Saved entries
^^^^
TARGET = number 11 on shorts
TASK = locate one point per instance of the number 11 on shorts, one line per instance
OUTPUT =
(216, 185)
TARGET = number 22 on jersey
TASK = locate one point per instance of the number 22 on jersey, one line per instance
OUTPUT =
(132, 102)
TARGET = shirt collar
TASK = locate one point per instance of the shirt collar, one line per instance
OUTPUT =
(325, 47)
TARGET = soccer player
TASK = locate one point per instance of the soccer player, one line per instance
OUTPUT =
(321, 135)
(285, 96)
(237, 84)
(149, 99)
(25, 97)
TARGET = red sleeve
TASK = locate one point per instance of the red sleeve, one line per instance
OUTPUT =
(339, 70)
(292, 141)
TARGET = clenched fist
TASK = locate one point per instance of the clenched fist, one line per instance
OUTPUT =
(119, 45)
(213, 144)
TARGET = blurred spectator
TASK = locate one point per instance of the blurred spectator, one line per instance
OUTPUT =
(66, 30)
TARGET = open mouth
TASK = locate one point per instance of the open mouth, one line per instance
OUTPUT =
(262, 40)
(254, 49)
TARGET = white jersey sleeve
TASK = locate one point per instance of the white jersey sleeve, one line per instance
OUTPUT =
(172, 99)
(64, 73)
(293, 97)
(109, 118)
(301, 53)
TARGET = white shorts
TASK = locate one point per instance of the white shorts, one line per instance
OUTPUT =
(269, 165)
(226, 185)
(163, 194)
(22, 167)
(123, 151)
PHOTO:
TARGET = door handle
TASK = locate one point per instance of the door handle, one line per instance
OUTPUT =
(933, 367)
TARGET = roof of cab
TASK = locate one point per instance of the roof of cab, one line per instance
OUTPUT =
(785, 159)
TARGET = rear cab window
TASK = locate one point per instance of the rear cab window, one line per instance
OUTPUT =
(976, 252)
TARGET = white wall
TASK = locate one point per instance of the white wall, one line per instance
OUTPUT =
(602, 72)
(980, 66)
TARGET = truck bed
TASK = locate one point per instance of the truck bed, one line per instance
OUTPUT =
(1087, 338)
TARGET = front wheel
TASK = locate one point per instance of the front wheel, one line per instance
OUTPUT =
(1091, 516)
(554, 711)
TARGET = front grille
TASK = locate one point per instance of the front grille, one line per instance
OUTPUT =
^^^^
# Required task:
Return exactly the lines from the line bearing "TARGET = number 22 on jersey" to the end of the records, inclusive of both; include no other lines.

# Solution to the problem:
TARGET = number 22 on jersey
TASK = locate one point per instance of the number 22 on jersey, one line per instance
OUTPUT =
(132, 102)
TARGET = shirt collar
TASK = locate one point per instance of the shirt collar, one line per instance
OUTPUT =
(325, 47)
TARGET = soccer player
TASK = locate one point per instance of the soccer player, one line per instance
OUTPUT =
(321, 135)
(285, 96)
(237, 84)
(149, 99)
(25, 97)
TARGET = red sleeve
TASK = locate one point per instance of the red sleeve, one line per instance
OUTPUT =
(339, 70)
(292, 141)
TARGET = clenched fist
TASK = locate one point per instance of the clenched fist, one line per instance
OUTPUT =
(119, 45)
(213, 144)
TARGET = blurred spectator
TASK = locate one point per instance of the blurred spectator, one line per instance
OUTPUT =
(66, 30)
TARGET = open mouth
TASK = locate one point per instance of the open mouth, one line per instance
OUTPUT =
(262, 40)
(254, 49)
TARGET = white jersey sleeve
TASK = locate one point per instance of the white jersey sleeve, one line per instance
OUTPUT =
(172, 99)
(64, 73)
(293, 97)
(109, 118)
(301, 53)
TARGET = white shorts
TASK = locate one point per instance of the white shorts, one line per instance
OUTPUT =
(269, 165)
(226, 185)
(163, 194)
(22, 167)
(123, 151)
PHOTO:
TARGET = door handle
TASK = locate one point per instance of the door handle, one line per instance
OUTPUT =
(933, 367)
TARGET = roof of cab
TASK = locate one point per instance of the roof of cab, one line per instance
OUTPUT =
(785, 159)
TARGET = rear cab window
TASK = locate one point per instance of the rear cab window, one line per instance
OUTPUT =
(976, 252)
TARGET = white wall
TASK = locate one point per instance of the white wall, one line per instance
OUTPUT =
(602, 72)
(980, 66)
TARGET = truck bed
TASK = locate one point per instance of the truck bed, one line per instance
OUTPUT =
(1087, 338)
TARGET = front wheel
TASK = locate one point per instance of the front wheel, one line per instance
OUTPUT =
(1091, 516)
(554, 711)
TARGET = front grille
TASK = locate one point per instance of the front grille, one line per instance
OUTPUT =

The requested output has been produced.